- [Exercise prompt] Your answer should be one number: the count of lines in the data below that include "vertex".

Saved data entries
Start of Block

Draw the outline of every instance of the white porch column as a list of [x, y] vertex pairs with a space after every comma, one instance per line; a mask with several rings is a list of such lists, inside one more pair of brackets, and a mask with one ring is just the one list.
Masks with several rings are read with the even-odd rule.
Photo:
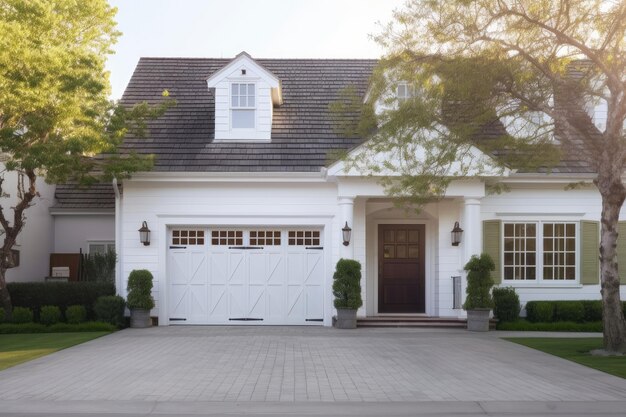
[[[340, 234], [339, 241], [342, 244], [339, 253], [341, 257], [345, 259], [354, 259], [354, 242], [352, 239], [352, 237], [354, 237], [354, 197], [339, 197], [339, 207], [341, 210], [339, 230], [333, 230], [333, 233]], [[341, 229], [346, 225], [346, 222], [348, 222], [348, 227], [353, 229], [350, 244], [348, 246], [343, 245], [343, 234], [341, 232]]]
[[463, 265], [472, 255], [482, 252], [482, 227], [480, 221], [480, 200], [466, 198], [463, 200]]

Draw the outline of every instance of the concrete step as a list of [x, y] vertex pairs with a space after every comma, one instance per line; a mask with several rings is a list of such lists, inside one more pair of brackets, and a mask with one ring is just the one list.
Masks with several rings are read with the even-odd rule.
[[[495, 320], [490, 327], [495, 328]], [[456, 328], [465, 329], [466, 319], [426, 316], [376, 316], [357, 319], [357, 327]]]

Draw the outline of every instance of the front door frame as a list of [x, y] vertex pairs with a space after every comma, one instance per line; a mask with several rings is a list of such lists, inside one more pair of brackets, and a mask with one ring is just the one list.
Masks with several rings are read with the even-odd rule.
[[[424, 269], [425, 269], [425, 313], [407, 313], [403, 315], [415, 315], [415, 316], [436, 316], [436, 298], [435, 298], [435, 248], [437, 247], [437, 234], [435, 230], [435, 223], [432, 220], [426, 219], [375, 219], [371, 224], [374, 227], [374, 315], [385, 316], [389, 313], [378, 312], [378, 226], [381, 224], [422, 224], [425, 229], [425, 256], [424, 256]], [[396, 314], [397, 315], [397, 314]]]

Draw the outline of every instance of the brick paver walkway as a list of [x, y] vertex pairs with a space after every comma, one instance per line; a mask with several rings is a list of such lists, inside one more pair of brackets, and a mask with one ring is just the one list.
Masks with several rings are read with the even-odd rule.
[[162, 327], [2, 371], [3, 400], [623, 401], [626, 380], [464, 330]]

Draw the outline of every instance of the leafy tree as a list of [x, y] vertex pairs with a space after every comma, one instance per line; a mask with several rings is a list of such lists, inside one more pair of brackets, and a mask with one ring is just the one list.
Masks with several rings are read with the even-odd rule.
[[106, 0], [0, 0], [0, 152], [18, 177], [15, 190], [0, 177], [0, 301], [9, 317], [5, 273], [41, 181], [89, 184], [151, 166], [149, 157], [116, 155], [116, 146], [171, 101], [132, 108], [109, 101], [115, 13]]
[[[417, 203], [441, 197], [454, 178], [580, 161], [602, 197], [604, 344], [619, 352], [625, 35], [623, 1], [410, 0], [375, 36], [386, 54], [356, 109], [370, 121], [352, 128], [371, 140], [349, 161]], [[398, 87], [406, 99], [392, 94]], [[593, 103], [606, 104], [606, 123], [590, 117]], [[346, 99], [336, 107], [355, 111]]]

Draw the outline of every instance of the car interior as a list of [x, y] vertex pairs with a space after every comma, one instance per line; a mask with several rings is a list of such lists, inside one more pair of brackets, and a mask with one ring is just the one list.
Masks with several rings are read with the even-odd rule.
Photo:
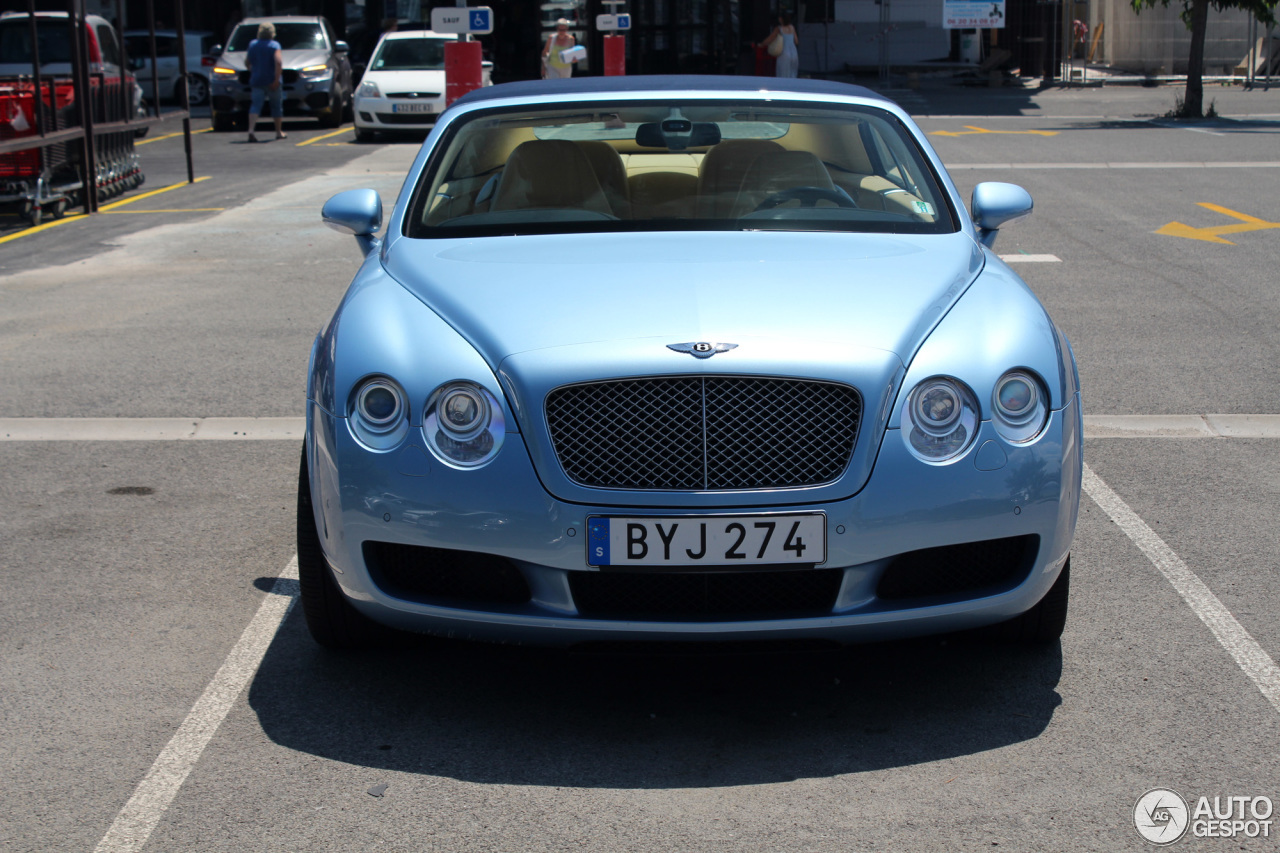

End of Block

- [Response for this exercise] 6